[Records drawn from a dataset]
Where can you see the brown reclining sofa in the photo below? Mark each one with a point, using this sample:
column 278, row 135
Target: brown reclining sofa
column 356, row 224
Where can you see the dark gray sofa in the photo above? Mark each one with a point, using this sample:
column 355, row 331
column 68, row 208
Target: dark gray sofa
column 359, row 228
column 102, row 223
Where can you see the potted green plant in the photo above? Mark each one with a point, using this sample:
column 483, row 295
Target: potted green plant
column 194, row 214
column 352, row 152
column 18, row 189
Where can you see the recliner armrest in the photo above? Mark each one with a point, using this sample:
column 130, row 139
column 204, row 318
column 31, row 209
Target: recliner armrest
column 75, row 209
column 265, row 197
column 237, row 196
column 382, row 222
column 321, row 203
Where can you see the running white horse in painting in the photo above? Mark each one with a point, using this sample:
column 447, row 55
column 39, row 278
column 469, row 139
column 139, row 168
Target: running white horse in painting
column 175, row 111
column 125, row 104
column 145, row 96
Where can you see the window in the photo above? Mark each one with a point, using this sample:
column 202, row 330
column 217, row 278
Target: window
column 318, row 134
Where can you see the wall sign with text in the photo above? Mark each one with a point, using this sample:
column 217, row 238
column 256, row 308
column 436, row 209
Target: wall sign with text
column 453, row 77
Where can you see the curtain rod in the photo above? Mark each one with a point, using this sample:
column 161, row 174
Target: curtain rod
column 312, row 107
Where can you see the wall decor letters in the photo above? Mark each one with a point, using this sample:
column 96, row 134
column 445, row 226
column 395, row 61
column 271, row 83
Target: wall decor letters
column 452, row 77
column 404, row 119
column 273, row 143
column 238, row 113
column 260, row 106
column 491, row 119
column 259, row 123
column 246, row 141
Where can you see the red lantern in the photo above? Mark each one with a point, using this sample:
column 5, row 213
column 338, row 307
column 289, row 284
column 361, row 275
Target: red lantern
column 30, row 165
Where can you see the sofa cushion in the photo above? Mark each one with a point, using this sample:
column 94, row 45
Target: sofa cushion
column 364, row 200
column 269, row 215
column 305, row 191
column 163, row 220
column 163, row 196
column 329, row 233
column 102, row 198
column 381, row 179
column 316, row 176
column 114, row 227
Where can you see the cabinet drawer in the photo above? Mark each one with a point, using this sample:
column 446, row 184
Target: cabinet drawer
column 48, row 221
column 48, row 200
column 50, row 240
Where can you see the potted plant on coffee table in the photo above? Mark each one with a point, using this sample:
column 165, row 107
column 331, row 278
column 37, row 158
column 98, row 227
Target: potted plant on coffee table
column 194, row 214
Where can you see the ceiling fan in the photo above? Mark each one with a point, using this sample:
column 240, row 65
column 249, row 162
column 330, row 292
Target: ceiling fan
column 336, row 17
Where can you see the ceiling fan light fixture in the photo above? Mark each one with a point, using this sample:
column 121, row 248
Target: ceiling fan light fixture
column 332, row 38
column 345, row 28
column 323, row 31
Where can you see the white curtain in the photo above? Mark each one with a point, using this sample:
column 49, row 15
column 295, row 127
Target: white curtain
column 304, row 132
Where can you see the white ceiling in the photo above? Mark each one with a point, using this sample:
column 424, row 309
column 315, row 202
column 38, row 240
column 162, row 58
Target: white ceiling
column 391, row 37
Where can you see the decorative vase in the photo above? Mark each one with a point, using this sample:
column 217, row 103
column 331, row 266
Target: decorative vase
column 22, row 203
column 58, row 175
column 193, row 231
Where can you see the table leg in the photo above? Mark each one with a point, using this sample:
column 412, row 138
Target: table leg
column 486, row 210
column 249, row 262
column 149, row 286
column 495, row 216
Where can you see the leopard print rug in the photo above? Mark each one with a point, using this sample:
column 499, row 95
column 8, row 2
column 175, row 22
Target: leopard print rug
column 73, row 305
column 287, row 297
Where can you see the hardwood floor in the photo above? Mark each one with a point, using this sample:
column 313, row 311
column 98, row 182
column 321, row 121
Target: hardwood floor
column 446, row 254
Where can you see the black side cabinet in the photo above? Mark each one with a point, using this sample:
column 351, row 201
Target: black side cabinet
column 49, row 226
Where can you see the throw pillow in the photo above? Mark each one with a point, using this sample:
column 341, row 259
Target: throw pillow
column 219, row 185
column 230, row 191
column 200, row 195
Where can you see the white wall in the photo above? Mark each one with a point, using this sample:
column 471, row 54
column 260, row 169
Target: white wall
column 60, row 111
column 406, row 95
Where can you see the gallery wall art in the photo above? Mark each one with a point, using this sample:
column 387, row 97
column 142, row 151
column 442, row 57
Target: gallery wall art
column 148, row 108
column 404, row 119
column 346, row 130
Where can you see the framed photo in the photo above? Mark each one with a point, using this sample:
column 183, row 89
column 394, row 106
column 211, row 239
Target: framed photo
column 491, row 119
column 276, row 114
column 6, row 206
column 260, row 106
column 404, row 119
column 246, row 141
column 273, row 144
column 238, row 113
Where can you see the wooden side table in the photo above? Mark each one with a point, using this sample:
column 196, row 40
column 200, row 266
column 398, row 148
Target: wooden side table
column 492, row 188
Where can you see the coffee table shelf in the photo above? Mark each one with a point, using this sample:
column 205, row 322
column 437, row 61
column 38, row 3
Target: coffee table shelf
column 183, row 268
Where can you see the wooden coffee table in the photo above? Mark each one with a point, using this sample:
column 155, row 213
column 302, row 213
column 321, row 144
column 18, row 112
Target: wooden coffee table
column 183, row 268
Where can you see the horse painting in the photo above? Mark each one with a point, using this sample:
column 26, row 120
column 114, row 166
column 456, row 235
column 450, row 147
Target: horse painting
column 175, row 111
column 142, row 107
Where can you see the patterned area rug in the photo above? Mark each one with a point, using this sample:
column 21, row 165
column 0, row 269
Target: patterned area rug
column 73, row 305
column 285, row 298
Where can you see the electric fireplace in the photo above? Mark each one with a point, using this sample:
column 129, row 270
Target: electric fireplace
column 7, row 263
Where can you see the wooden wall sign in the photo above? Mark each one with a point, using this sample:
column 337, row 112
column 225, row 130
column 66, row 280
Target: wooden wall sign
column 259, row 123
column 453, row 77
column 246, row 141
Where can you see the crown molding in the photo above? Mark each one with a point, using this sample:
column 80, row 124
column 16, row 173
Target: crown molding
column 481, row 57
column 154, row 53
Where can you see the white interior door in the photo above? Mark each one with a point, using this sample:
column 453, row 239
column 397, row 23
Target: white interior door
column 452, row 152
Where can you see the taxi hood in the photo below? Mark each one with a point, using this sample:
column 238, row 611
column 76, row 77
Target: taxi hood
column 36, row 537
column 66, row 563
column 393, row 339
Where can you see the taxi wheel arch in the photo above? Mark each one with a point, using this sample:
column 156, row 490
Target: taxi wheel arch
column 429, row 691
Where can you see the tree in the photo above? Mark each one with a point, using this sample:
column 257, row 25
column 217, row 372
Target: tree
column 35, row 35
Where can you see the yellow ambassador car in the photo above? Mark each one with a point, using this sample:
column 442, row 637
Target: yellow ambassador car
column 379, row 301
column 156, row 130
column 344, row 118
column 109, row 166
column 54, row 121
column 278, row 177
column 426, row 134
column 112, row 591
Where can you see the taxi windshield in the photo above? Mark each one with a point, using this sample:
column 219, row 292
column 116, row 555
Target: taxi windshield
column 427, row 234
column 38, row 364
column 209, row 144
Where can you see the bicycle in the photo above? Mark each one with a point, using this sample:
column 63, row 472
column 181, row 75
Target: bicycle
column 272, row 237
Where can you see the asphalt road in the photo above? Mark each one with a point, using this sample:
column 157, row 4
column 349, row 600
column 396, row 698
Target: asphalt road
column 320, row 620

__Assignment__: Please transcribe exactly the lines above from the line that has "Where can you see the taxi wheel" up to and including the line that has "column 116, row 555"; no other line belongs in the answer.

__Your response__:
Where can you see the taxi wheel arch in the photo above? Mark each one with a point, using this sample:
column 156, row 490
Target: taxi wheel arch
column 429, row 691
Where can you see the tree in the photo above? Mark each one with a point, using this sample:
column 257, row 25
column 217, row 372
Target: tree
column 35, row 35
Where can you see the yellow ambassador car in the photo above? Mark each one with a point, using this sample:
column 442, row 637
Target: yellow ambassador car
column 379, row 301
column 156, row 130
column 344, row 118
column 109, row 166
column 54, row 121
column 278, row 177
column 426, row 134
column 112, row 591
Where can you see the taxi windshield in the photo above? Mark each one with a point, using this sample:
column 219, row 292
column 116, row 555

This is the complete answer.